_WORK TASK_
Reproduce word for word the passage of the internship account below, from "My immediate supervisor" up to and including "correlations and variance.".

_STUDY TEXT_
I chose to participate in an internship at the Texas Biomedical Research Institute during the spring of 2013 in the genetics department. I have always been interested in anthropology and it ultimately became my major, but I was not interested in genetics until I took both statistics and genetics in the spring of 2012. The classes seemed to fit together perfectly in my mind and I enjoyed attending them and building connections when they overlapped in their scope. I knew the genetics department in Texas Biomed would be the perfect fit because Dr. Comuzzie is an anthropologist with the primary concern of statistical genetics. His focus is the environmental influence of diet on diabetes and heart disease
I worked on data sets from three studies during my internship. I analyzed problem sets for heritability, multipoint gene mapping, and correlations between variables for the Oman Family study, the Strong Heart Family study, and the GOCODAN study. All three of the studies emphasized the relationships between body weight, obesity, diabetes, and diet.
My immediate supervisor was Dr. Voruganti. She is a genetic scientist and her background in nutrition was essential to understanding and interpreting blood test results. In addition, she understood how body processes interacted with one another in the human body. She introduced me to the statistical analysis phase of genetic research. She showed me how to use the SYSTAT program and I was practicing using data from the Strong Heart Study (SHS) to find mean, range, standard error, p-value, minimum and maximum value, correlations and variance.
During my internship, I worked with the local SSH server used by Texas Biomed. I manipulated the files using the SSH server, but to perform calculations, I learned to use the SOLAR and PEDSYS software systems. These programs required me to enter in lines of code to instruct the computer in the assigned calculation. Most importantly, I used them to identify if the sample had to high of variance or if the findings had to high of an error rate. I calculated for heritability percentages, skewness in the data, and gene mapping information. I would calculate and compare data for the study that Dr. Voruganti would give me that morning. She would explain where the study took place and why it was conducted. She explained how the study was carried out, what data was gathered, and what tests were necessary to analyze the data set. I would ask questions for anything that I could not figure out, but I always gave myself about 20 minutes to think about the problem and try multiple solutions before I would just ask for the answer. This strategy helped me learn my way around commands in the Solar and SSH secure network. When my work was mostly complete, I would compile the finding into a word document that showed clearly the tests performed and the outcomes. Dr. Voruganti would review the data and if something significant were found, she and I would discuss what could be interpreted from the findings.

_DATASET CONTENT_
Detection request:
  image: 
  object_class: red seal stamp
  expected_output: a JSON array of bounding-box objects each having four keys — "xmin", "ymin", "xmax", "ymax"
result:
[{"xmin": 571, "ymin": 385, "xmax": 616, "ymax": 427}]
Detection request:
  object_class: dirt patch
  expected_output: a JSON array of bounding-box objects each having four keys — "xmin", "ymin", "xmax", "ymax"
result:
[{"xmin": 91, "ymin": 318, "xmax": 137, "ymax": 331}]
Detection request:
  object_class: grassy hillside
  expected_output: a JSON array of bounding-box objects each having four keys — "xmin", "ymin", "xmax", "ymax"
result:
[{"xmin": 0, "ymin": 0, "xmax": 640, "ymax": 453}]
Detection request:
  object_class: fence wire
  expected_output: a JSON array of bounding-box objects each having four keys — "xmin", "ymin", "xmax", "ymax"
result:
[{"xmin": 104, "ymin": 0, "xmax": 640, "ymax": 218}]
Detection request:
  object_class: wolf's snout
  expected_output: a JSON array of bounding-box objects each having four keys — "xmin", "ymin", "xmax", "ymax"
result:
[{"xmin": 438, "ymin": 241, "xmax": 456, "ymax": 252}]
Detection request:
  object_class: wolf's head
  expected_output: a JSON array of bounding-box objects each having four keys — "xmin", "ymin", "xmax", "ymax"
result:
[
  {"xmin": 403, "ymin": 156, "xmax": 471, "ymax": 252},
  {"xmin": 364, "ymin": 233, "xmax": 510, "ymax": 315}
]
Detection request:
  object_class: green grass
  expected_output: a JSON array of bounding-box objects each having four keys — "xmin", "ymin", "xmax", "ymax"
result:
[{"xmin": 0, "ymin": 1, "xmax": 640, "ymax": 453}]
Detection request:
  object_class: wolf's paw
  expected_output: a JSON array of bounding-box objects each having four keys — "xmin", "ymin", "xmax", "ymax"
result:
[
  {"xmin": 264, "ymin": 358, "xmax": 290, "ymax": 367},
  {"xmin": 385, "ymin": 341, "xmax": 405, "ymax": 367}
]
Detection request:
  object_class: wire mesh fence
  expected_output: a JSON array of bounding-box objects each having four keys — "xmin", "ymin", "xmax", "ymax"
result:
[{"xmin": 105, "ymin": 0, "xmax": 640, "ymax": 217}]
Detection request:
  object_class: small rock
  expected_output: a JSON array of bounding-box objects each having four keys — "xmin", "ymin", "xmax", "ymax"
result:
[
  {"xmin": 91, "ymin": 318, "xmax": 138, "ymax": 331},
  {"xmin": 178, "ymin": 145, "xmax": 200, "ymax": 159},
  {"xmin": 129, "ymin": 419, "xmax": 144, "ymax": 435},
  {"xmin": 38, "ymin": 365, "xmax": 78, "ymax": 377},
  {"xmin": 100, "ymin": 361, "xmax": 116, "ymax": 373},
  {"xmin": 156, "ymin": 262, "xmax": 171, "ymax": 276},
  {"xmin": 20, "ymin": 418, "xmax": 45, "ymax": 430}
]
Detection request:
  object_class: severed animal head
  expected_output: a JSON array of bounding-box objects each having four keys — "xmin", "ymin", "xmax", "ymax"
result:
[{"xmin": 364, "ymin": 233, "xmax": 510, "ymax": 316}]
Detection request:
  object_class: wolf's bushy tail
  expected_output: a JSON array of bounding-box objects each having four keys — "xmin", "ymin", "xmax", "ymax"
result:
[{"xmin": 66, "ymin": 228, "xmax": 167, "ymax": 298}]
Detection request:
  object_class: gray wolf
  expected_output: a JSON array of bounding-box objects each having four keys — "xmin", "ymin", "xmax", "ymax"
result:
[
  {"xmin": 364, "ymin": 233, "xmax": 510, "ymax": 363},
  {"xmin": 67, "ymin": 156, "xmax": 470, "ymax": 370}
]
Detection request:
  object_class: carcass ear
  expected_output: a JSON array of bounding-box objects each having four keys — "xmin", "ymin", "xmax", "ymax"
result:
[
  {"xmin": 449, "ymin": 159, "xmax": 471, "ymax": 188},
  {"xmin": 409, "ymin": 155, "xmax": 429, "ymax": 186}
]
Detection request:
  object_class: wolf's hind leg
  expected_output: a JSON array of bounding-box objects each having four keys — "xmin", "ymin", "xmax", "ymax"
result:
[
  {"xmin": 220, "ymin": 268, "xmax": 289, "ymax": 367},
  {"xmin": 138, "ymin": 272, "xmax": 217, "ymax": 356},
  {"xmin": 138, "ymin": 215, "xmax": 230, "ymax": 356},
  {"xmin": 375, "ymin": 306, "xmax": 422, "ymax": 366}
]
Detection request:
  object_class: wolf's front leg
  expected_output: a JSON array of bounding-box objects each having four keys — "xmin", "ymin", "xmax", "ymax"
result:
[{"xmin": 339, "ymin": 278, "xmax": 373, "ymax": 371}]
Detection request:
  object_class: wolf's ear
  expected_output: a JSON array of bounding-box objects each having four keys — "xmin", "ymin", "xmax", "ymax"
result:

_EXERCISE RESPONSE_
My immediate supervisor was Dr. Voruganti. She is a genetic scientist and her background in nutrition was essential to understanding and interpreting blood test results. In addition, she understood how body processes interacted with one another in the human body. She introduced me to the statistical analysis phase of genetic research. She showed me how to use the SYSTAT program and I was practicing using data from the Strong Heart Study (SHS) to find mean, range, standard error, p-value, minimum and maximum value, correlations and variance.